- PROBLEM DETAILS
Write out the records from the line with "the blue sunglasses" through the end of the records, requests included, and offset each answer coordinate by adding 122 to both numbers, leaving the sample coordinates in the requests unchanged. Leave the pictures out of your answer.

- INFORMATION GIVEN
◆ ◆ ◆ ◆
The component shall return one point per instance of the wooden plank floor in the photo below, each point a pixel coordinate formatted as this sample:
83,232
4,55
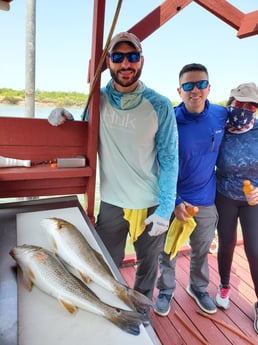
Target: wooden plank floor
184,325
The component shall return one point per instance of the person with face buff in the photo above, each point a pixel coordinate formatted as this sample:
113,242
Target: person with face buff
138,161
238,161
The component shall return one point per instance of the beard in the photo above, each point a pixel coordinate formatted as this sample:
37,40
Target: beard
125,82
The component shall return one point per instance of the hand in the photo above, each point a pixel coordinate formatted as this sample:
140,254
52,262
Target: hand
181,212
159,225
59,116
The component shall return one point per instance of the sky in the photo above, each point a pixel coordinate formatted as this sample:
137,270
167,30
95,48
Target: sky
63,46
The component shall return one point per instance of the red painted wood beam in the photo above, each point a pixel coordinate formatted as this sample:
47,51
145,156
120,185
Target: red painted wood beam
249,25
159,16
96,51
224,11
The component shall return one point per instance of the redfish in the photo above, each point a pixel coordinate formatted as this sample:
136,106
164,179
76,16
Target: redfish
41,268
87,264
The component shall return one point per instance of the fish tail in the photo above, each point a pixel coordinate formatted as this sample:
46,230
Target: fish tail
135,300
128,321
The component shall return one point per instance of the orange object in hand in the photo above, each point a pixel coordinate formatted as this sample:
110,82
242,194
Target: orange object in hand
192,210
247,188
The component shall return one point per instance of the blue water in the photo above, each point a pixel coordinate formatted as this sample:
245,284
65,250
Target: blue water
40,112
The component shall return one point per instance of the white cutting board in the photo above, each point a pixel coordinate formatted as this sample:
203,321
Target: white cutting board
42,320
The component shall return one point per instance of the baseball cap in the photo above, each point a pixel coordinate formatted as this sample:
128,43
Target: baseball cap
247,92
125,37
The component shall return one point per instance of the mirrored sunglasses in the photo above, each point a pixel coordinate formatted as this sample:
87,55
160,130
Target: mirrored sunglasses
245,105
118,57
200,84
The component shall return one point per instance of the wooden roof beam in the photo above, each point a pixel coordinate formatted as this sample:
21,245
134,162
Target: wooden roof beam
249,25
224,11
159,16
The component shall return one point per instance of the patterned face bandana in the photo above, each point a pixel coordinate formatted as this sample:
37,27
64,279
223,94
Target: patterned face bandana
239,120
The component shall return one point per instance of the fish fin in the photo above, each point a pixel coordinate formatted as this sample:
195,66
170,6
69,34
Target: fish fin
54,245
128,321
26,280
74,271
103,262
59,223
85,278
68,306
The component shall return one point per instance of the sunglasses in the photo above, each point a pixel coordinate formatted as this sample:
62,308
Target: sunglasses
118,57
246,105
200,84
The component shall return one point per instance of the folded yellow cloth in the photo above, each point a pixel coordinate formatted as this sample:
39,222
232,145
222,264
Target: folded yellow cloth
177,234
136,220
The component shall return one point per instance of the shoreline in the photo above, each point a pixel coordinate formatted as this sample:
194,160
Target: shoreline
45,104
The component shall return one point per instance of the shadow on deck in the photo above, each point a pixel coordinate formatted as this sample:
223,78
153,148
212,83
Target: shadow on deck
184,326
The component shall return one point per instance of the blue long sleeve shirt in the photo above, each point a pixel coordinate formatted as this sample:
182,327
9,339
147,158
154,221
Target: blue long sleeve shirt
200,136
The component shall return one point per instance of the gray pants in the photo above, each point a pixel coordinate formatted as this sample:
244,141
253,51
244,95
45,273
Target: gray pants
113,230
200,241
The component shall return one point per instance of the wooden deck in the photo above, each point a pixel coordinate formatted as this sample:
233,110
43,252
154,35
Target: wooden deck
184,326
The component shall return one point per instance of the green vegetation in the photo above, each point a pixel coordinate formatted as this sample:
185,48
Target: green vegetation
67,99
56,98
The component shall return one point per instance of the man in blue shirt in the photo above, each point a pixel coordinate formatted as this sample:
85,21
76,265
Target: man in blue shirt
200,130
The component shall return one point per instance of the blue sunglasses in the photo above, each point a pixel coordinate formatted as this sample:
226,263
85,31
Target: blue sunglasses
200,84
118,57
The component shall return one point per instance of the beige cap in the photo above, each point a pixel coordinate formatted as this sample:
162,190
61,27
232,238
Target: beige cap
247,92
125,37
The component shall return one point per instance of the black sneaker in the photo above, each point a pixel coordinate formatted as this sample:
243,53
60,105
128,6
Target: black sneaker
162,304
203,300
255,306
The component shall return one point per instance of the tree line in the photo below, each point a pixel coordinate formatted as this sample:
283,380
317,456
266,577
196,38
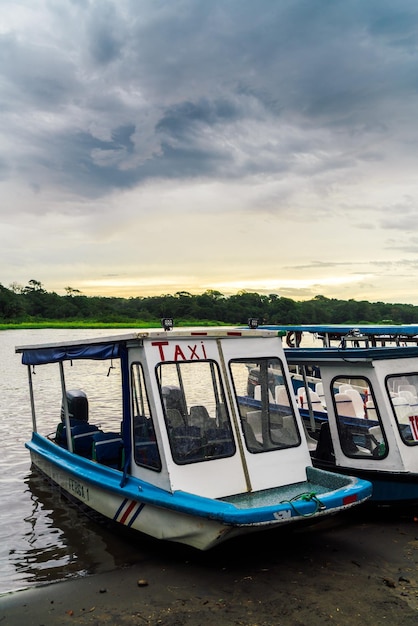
◆ ◆ ◆ ◆
- REPLY TO THE EXERCISE
The component shall return one point per instance of the blue sunglasses in the photo above, each point a pixel coordinate formatted as this sample:
226,263
85,31
Target: blue sunglasses
322,206
240,179
The component shall return one point per instance of the beige cap in the photo above, each point a pixel coordinate formatted as this sample:
162,190
61,27
232,238
Target: beige cap
369,214
247,159
The component shall return one point per instance of the black sneaker in the photo above, each point a pixel coordinate formatted as this sample:
243,53
60,105
128,6
Target: black sneaker
284,426
325,422
377,428
The component shall return one point per instance of the tree line in the photo below, each point a pixel coordinate formatted as this sample:
283,380
317,456
266,577
196,38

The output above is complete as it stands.